++++ Source text
As crazy as Wisconsin's 47th!

FRIDAY, SEPTEMBER 1, 2023

The five percent solution: In yesterday's post, we offered an example of how crazy gerrymandering has become in the Badger State.

Ron Burgum's "campaign contributions" may be even nuttier. Burgum is the little-known governor of North Dakota. He's also a billionaire who wanted to be a candidate for the White House, or who at least wanted to be listed as a candidate.

To be included in the first Republican debate, he had to have at least 40,000 "campaign contributors," or at least he had to seem to.
++++++++
++++ Supplied records
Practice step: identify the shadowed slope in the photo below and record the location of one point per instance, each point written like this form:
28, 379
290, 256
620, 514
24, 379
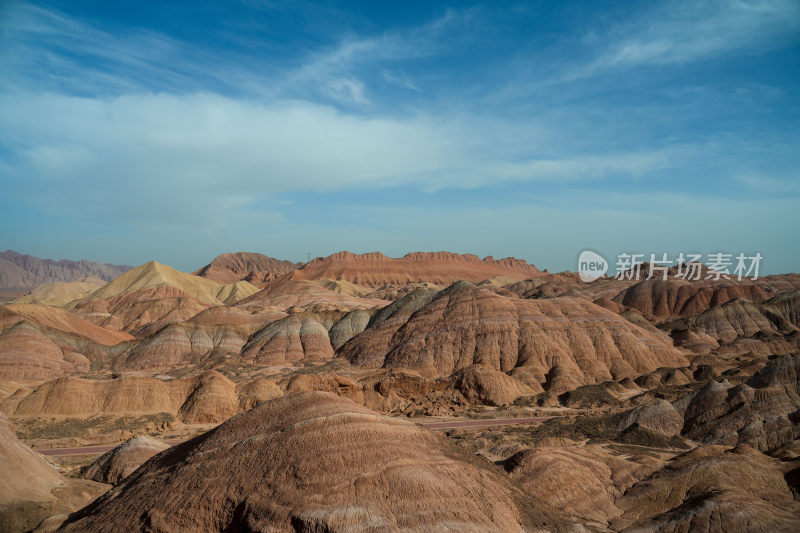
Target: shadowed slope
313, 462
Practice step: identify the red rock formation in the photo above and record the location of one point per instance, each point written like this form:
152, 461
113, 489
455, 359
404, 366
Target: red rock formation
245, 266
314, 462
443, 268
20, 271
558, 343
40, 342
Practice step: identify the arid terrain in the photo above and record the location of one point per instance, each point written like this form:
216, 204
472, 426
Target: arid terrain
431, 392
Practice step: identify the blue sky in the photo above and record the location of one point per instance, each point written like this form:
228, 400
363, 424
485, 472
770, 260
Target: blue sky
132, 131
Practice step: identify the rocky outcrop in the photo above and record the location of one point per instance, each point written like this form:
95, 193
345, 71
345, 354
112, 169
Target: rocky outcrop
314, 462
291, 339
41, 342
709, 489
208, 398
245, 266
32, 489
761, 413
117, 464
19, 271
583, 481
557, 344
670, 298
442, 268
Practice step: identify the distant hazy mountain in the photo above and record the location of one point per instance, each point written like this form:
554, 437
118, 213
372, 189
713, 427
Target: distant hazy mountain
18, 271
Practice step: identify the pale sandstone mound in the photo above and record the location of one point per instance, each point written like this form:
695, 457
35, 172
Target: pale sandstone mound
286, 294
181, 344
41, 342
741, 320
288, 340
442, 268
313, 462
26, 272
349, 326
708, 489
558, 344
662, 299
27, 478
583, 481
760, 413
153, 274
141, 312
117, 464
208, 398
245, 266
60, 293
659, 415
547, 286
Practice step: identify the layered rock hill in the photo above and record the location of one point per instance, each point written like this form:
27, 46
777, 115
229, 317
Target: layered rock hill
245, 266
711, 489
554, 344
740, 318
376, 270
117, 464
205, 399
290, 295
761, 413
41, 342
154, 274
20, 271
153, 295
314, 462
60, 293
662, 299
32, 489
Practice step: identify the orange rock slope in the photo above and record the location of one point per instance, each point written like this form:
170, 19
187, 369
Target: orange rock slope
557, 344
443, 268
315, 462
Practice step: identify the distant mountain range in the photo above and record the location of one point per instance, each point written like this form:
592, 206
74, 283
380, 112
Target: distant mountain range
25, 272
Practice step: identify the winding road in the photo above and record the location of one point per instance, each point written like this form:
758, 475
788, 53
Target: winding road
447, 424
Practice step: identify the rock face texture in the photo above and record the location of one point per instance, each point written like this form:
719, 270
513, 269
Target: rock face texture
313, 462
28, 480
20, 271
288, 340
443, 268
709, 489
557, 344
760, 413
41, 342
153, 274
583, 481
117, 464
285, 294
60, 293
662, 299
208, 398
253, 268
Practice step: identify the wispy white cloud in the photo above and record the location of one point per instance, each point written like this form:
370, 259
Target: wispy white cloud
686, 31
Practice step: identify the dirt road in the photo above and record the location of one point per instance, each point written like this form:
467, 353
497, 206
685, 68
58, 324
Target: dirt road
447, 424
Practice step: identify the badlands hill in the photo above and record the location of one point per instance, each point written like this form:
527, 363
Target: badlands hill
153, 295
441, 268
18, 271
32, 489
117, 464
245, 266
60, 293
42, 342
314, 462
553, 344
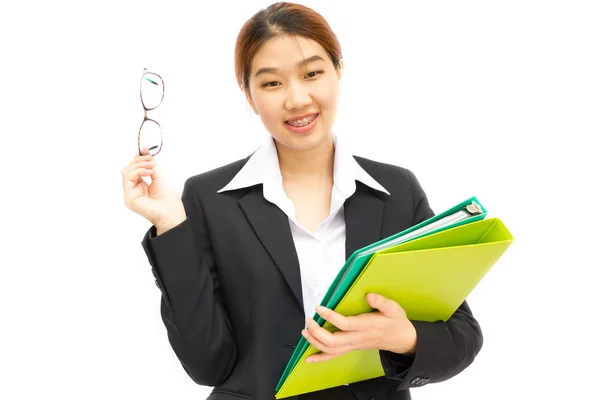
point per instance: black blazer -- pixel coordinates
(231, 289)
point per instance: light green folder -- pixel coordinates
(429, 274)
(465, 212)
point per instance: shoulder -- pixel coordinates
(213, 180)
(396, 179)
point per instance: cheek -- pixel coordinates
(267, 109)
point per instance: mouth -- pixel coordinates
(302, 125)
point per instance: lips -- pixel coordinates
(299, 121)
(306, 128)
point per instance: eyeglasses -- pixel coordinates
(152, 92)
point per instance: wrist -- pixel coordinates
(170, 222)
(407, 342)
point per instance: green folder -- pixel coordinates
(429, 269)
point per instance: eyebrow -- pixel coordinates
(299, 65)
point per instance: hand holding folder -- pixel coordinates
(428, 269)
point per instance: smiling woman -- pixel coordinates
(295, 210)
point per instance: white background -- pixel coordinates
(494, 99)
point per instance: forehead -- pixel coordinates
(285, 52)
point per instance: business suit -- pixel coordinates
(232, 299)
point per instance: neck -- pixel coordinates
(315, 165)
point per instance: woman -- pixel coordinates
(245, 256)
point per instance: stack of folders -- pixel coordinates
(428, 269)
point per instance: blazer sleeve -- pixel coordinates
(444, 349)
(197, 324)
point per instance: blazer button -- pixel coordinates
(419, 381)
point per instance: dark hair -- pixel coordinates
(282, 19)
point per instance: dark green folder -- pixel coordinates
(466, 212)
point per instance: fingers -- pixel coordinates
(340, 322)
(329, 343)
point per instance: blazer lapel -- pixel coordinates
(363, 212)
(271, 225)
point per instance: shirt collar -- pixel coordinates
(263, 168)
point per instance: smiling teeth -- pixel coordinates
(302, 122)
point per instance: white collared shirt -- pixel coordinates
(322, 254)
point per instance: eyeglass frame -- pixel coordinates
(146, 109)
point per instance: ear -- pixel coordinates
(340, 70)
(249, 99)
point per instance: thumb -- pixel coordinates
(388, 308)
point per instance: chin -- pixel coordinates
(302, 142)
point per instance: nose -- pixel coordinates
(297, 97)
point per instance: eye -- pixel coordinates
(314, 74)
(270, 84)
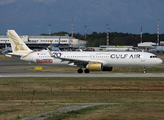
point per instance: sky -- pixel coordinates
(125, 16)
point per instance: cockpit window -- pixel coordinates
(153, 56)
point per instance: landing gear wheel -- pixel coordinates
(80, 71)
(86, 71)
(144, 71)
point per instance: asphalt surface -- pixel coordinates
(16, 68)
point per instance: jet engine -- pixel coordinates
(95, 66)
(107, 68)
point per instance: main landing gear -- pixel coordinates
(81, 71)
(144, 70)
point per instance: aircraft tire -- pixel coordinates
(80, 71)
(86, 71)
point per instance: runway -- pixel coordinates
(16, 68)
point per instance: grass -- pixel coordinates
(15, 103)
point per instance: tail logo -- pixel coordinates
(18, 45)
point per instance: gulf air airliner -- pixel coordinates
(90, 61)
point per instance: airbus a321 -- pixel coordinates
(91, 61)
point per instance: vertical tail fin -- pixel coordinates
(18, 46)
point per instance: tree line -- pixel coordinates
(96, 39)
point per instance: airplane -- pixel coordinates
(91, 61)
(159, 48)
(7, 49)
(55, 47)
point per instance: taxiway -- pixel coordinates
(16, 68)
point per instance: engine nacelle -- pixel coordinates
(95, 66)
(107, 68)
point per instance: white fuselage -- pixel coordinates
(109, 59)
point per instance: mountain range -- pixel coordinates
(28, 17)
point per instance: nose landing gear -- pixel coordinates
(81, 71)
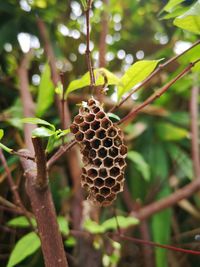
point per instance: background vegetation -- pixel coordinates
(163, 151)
++++++++
What you need to do:
**1)** Answer these questions about the post:
(a) What had yesterday's post given an example of?
(b) Of which state is the billionaire named in the post the governor?
(c) How many "campaign contributors" were needed to be included in the first Republican debate?
**2)** Return the passage of the post from "FRIDAY, SEPTEMBER 1, 2023" to "as a candidate.", copied word for word.

Task solutions:
**1)**
(a) How crazy gerrymandering has become in the Badger State.
(b) North Dakota.
(c) At least 40,000.

**2)**
FRIDAY, SEPTEMBER 1, 2023

The five percent solution: In yesterday's post, we offered an example of how crazy gerrymandering has become in the Badger State.

Ron Burgum's "campaign contributions" may be even nuttier. Burgum is the little-known governor of North Dakota. He's also a billionaire who wanted to be a candidate for the White House, or who at least wanted to be listed as a candidate.